> Stated problem: Pick up the piece on Souvankham Thammavongsa editing Best Canadian Poetry 2021 and continue it from its last sentence.

> Text extract:

====

"They Speak for Themselves" Souvankham Thammavongsa on Editing Best Canadian Poetry 2021
Though she's also garnered enormous success for her acclaimed fiction (including last year's Giller Prize winner How to Pronounce Knife), Souvankham Thammavongsa began her career with poetry, with her sparse, tightly coiled, and powerful verse earning her both literary prizes and a devoted following.
So it's immediately intriguing to discover what she's selected for Best Canadian Poetry 2021 (Biblioasis), the influential annual anthology which invites a guest editor each year to take on the tough task of choosing Canada's finest poems to collect and celebrate.
We're speaking with Souvankham today to discuss her approach to searching out great Canadian poetry. She tells us about looking for poems that "got in there quickly and got out quickly", how she views the role of an editor, and the unique, poet-centric aspect of Best Canadian Poetry that she thinks makes it the best collection of its kind.
And for more on the Best Canadian Series from Biblioasis, check out our discussion with Best Canadian Stories 2021 editor Diane Schoemperlen.

====

A block of data
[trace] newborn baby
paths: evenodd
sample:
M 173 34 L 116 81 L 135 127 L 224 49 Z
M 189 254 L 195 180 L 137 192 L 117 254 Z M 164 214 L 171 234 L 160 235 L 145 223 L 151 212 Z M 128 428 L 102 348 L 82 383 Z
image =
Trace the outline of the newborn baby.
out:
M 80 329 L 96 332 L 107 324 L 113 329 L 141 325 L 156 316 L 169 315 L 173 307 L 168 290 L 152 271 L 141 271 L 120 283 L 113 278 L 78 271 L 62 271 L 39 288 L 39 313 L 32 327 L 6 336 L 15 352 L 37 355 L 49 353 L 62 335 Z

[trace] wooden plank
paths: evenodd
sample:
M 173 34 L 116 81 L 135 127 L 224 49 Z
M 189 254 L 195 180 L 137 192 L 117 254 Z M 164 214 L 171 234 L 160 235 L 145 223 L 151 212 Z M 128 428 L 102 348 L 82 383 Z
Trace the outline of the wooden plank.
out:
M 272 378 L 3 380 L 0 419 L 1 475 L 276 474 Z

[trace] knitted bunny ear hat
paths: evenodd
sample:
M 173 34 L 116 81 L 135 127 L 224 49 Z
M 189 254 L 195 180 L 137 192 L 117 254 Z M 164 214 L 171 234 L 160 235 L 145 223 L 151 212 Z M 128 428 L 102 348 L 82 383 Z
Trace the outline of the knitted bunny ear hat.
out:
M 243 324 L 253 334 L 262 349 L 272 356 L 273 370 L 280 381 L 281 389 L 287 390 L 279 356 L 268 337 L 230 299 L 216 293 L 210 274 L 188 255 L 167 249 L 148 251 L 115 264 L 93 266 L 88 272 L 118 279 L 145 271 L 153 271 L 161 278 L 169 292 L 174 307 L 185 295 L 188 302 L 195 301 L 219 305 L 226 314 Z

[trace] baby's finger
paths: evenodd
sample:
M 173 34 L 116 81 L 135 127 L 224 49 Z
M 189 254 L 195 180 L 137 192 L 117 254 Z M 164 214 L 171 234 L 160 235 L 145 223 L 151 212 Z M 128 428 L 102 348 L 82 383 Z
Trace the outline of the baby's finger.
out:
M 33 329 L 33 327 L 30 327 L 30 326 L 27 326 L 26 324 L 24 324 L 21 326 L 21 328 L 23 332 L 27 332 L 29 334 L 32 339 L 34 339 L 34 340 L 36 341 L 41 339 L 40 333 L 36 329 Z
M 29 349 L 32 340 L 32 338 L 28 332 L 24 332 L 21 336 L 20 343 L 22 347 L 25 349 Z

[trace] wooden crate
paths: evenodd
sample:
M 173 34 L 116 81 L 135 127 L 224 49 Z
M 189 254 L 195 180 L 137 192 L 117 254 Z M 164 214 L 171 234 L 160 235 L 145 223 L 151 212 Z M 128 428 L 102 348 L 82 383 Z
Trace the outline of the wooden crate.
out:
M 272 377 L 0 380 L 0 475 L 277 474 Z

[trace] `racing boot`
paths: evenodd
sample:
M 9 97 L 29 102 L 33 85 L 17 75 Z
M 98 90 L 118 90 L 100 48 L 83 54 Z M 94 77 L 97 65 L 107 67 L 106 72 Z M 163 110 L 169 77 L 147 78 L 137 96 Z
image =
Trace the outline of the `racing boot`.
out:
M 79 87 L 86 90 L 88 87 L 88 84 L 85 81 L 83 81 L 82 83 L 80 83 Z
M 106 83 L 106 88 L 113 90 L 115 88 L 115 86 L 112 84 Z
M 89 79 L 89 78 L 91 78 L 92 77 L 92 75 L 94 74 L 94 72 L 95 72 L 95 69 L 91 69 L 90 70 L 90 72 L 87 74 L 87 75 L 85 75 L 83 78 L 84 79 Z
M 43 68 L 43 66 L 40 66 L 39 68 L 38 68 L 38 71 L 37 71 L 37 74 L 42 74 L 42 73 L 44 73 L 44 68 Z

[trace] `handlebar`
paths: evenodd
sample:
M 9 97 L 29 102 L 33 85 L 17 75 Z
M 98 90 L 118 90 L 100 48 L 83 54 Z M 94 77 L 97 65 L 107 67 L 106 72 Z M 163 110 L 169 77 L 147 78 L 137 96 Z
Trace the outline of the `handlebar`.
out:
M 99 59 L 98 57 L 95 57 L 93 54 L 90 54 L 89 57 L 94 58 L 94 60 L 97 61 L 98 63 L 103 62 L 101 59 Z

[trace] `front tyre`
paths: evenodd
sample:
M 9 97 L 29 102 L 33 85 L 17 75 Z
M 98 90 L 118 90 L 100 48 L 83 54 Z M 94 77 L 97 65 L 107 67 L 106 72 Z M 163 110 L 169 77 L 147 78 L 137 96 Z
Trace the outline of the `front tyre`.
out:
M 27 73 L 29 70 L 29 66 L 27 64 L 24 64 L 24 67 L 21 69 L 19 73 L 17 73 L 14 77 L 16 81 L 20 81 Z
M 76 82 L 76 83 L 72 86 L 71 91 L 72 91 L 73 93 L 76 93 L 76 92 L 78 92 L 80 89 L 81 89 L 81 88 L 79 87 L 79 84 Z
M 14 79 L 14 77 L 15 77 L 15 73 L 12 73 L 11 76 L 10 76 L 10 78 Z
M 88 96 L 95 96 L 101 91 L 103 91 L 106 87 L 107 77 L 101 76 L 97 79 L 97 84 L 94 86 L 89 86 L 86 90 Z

====

> Answer to this problem:
Open Book:
How did you select the pieces for this book? What were you looking for when assembling it?
Souvankham Thammavongsa:
I read poems published in Canadian literary magazines and poems that appeared anywhere in the world and was written by a Canadian.
I was looking for poems that got in there quickly and got out quickly, who said things plainly and clearly, who had a sound we seldom hear. I didn’t care if they won prizes or had books. I read the words they put in front of me, and went with that.
OB:
How do you view the pieces in the book as speaking to each other?
ST:
They don’t. They speak for themselves. Their voices remain completely theirs. They are all so vivid and distinct on their own terms.
OB:
Are there any writers you discovered through this project? What, if anything, surprised you about the writers whose work you came to through this book?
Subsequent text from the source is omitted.